**REQUIREMENT:** All entries below must be reproduced without a single change.
● ● ● ●
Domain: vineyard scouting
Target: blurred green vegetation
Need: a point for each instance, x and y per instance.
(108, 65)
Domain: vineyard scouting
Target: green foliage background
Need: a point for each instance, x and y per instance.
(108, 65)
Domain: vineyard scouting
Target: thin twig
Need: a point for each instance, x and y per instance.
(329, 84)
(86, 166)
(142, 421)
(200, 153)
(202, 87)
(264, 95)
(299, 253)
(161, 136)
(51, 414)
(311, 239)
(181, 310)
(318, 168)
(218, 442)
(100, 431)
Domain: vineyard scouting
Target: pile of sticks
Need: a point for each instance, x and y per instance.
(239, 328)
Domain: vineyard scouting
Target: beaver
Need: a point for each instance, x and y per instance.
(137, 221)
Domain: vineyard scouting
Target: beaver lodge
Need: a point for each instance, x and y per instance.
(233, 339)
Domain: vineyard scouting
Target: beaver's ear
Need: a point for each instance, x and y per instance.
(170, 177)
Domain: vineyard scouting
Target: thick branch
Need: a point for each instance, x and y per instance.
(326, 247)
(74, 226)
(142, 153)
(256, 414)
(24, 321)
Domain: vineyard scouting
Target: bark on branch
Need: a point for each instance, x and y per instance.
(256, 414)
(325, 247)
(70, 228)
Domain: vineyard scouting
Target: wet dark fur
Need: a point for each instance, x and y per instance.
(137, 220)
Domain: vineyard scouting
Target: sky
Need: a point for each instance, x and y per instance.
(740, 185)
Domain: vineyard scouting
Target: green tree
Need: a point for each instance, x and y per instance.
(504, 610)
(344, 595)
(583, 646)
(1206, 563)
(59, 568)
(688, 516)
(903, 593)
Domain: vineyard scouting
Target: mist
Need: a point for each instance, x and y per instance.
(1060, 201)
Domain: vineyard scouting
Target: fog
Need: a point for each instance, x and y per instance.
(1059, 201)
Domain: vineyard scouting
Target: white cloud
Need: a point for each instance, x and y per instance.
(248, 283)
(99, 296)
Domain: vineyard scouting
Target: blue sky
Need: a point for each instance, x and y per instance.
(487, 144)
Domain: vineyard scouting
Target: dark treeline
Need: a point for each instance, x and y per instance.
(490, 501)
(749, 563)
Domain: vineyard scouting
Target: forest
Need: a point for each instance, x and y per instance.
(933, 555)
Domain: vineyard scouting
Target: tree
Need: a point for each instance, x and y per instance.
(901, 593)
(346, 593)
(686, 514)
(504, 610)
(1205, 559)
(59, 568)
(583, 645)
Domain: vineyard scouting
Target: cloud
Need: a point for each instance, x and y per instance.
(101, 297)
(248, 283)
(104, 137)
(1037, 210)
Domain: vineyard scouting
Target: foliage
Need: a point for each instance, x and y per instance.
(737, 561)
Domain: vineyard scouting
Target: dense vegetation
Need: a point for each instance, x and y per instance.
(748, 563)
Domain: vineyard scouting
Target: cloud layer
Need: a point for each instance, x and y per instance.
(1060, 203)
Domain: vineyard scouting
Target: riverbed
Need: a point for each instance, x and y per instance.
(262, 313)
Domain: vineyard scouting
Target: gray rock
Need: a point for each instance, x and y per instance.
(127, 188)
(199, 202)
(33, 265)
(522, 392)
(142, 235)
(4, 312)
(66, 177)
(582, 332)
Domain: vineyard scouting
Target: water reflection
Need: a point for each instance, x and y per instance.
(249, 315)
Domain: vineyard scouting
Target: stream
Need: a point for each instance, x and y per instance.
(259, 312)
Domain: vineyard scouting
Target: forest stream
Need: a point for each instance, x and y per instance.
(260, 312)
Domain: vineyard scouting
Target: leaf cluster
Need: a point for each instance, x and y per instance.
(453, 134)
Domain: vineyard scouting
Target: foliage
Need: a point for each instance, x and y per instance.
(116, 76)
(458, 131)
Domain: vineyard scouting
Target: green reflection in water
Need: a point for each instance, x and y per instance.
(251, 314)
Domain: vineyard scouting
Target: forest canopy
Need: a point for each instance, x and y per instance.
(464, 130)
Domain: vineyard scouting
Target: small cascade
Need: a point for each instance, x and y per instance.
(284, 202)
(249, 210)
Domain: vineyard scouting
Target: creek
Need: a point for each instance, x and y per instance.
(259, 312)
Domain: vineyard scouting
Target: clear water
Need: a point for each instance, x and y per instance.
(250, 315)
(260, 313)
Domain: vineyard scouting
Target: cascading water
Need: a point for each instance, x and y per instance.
● ● ● ●
**RESPONSE BOX:**
Domain: vineyard scouting
Target: blurred green vegetation
Need: a point for each instance, x and y per instance.
(108, 65)
Domain: vineyard scouting
Target: green foliage background
Need: a point for each instance, x and y per instance.
(108, 65)
Domain: vineyard scouting
Target: thin twig
Need: a point for each instance, x and y per instance.
(329, 84)
(86, 166)
(142, 421)
(200, 153)
(202, 87)
(264, 95)
(299, 253)
(161, 136)
(51, 414)
(311, 239)
(181, 310)
(318, 168)
(218, 442)
(100, 431)
Domain: vineyard scouting
Target: pile of sticks
Need: a point for each instance, x and y per instance.
(239, 328)
Domain: vineyard scouting
Target: beaver
Need: a point for each instance, x and y per instance.
(137, 221)
Domain: vineyard scouting
Target: beaver lodge
Need: a point for each instance, x and y per instance.
(233, 339)
Domain: vineyard scouting
Target: beaver's ear
Need: a point for each instance, x and y per instance.
(170, 177)
Domain: vineyard scouting
Target: thick branch
Need: a point for each instance, x and y per instance.
(326, 247)
(74, 226)
(142, 153)
(256, 414)
(24, 321)
Domain: vineyard scouting
Target: bark on branch
Need: a point for each instance, x and y per instance.
(256, 414)
(325, 247)
(70, 228)
Domain: vineyard scouting
Target: wet dark fur
Need: a point for each instance, x and y per instance.
(137, 220)
Domain: vineyard scouting
Target: sky
Need: a point for each instance, x and y per instance.
(740, 185)
Domain: vineyard scouting
Target: green tree
Need: a point for each instance, x and y per instance.
(504, 610)
(344, 595)
(583, 646)
(1206, 563)
(59, 568)
(688, 516)
(903, 593)
Domain: vineyard scouting
Target: mist
Need: a point for each instance, x and y per instance.
(1060, 201)
Domain: vineyard scouting
Target: fog
Need: a point for each instance, x and y per instance.
(1059, 201)
Domain: vineyard scouting
Target: white cloud
Need: a point for each instance, x and y per instance.
(248, 283)
(99, 296)
Domain: vineyard scouting
Target: blue sky
Need: a point for each instance, x and y per instance.
(487, 144)
Domain: vineyard scouting
Target: dark treeline
Need: a point for each instance, x and y per instance.
(490, 501)
(749, 563)
Domain: vineyard scouting
Target: forest
Need: a point for each instance, x and y per instance.
(933, 555)
Domain: vineyard scouting
Target: tree
Need: a point for each instance, x and y per instance.
(901, 593)
(346, 593)
(686, 514)
(504, 610)
(1205, 559)
(59, 568)
(583, 645)
Domain: vineyard scouting
Target: cloud
Need: a point for each instance, x and y per instance.
(101, 297)
(248, 283)
(104, 137)
(1037, 210)
Domain: vineyard scouting
Target: foliage
Need: a point for each instance, x and y per instance.
(737, 561)
Domain: vineyard scouting
Target: dense vegetation
Need: a point for each instance, x and y per instance.
(748, 563)
Domain: vineyard scouting
Target: cloud layer
Need: a point for each instance, x and y per instance.
(1060, 203)
Domain: vineyard scouting
Target: riverbed
Need: a point for each instance, x and y per instance.
(262, 313)
Domain: vineyard scouting
Target: gray rock
Need: a point for each instance, x and y per instance.
(127, 188)
(199, 202)
(33, 265)
(522, 392)
(142, 235)
(4, 312)
(66, 177)
(582, 332)
Domain: vineyard scouting
Target: water reflection
Need: a point for each instance, x and y per instance.
(249, 315)
Domain: vineyard scouting
Target: stream
Need: a point for each instance, x and y per instance.
(259, 312)
Domain: vineyard scouting
Target: forest stream
Need: a point for each instance, x and y per instance.
(260, 312)
Domain: vineyard scouting
Target: leaf cluster
Need: a point for each instance, x and y per instance.
(453, 134)
Domain: vineyard scouting
Target: foliage
Need: a point for each instance, x and y per instance.
(116, 76)
(458, 131)
Domain: vineyard scouting
Target: green reflection in water
Need: a point for each instance, x and y per instance.
(251, 314)
Domain: vineyard scouting
Target: forest canopy
Need: a point for each instance, x and y per instance.
(464, 130)
Domain: vineyard scouting
Target: small cascade
Need: a point for each instance, x and y per instance.
(284, 202)
(249, 210)
Domain: vineyard scouting
Target: creek
Need: a point for each instance, x and y per instance.
(259, 312)
Domain: vineyard scouting
Target: clear water
Need: a point for each instance, x and y per instance.
(250, 315)
(260, 313)
Domain: vineyard scouting
Target: cascading water
Need: a point for each instance, x and y per instance.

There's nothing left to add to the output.